▶ Excerpt provided
>>>

(Message given at Newberg Emerging Friends Church on July 15, 2018)
Tonight I stand with millions of Jesus-followers throughout the centuries, joining with them to remind us that the Creator of the Universe wants to be known, and is a living, pursuing, healing, and justice-seeking presence in our world. I believe this to be true, despite the injustice that makes our hearts ache; despite what I’ve done and what I’ve failed to do; despite what you’ve done and what you’ve failed to do. God pursues you and me with a transforming love!
This has been at my core for so long.
I believe it with all my heart, and it’s how I have oriented my life for decades. God’s real and healing presence is what got me through the last several years, and I am so grateful. I can’t imagine a life for myself where I didn’t orient my life around Christ.
And yet I also know this is not everyone’s experience. It’s not just those of you sitting in this room that are on my mind as I speak tonight. I’m also thinking about many people for whom God’s presence has been distant or absent, for whom the experiences of life and community have broken any ability to speak similar words of faith and trust in God.
I grieve this. I grieve the way church pain has tainted how some see and experience God. And I have been frustrated for a very long time that, while I have had many long years of what are to me clear experiences of the living God, there is the inexplicable truth that some who have tried have not had that same experience.
And of course I, too, have had times where God seemed distant, absent, and frustratingly impotent to fix what I was experiencing. My guess is that’s that’s the case for most of us. It’s not just that some people experience God and some don’t, but rather that our own experience of God…or lack thereof…changes and varies over time.

<<<

▶ Dataset section

>>>

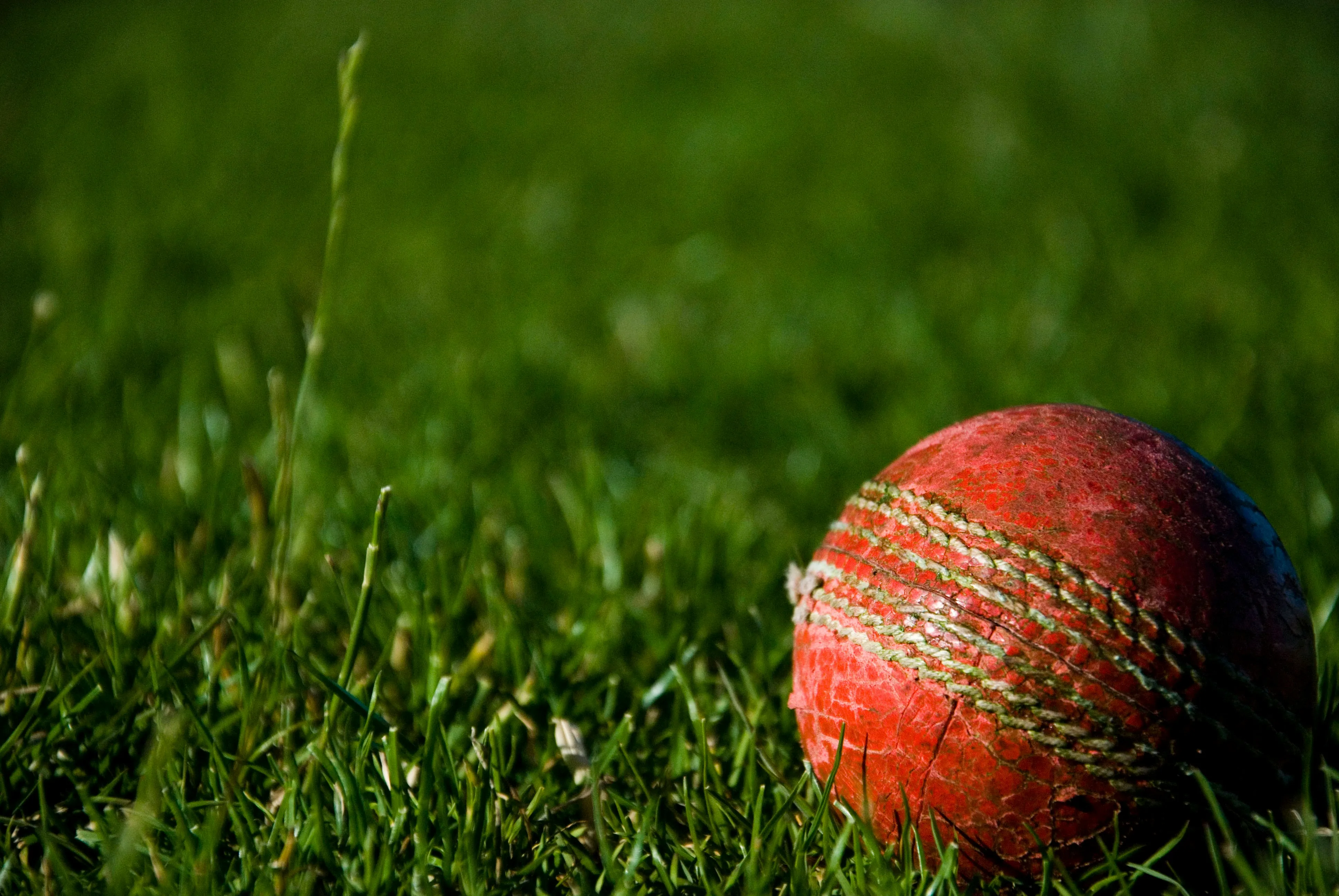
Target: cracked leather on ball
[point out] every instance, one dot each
(1045, 618)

<<<

▶ What is expected
Rewrite the church message from "I believe it" up to and including "trust in God.", changing "decades" to "many years".

▶ Problem solution
I believe it with all my heart, and it’s how I have oriented my life for many years. God’s real and healing presence is what got me through the last several years, and I am so grateful. I can’t imagine a life for myself where I didn’t orient my life around Christ.
And yet I also know this is not everyone’s experience. It’s not just those of you sitting in this room that are on my mind as I speak tonight. I’m also thinking about many people for whom God’s presence has been distant or absent, for whom the experiences of life and community have broken any ability to speak similar words of faith and trust in God.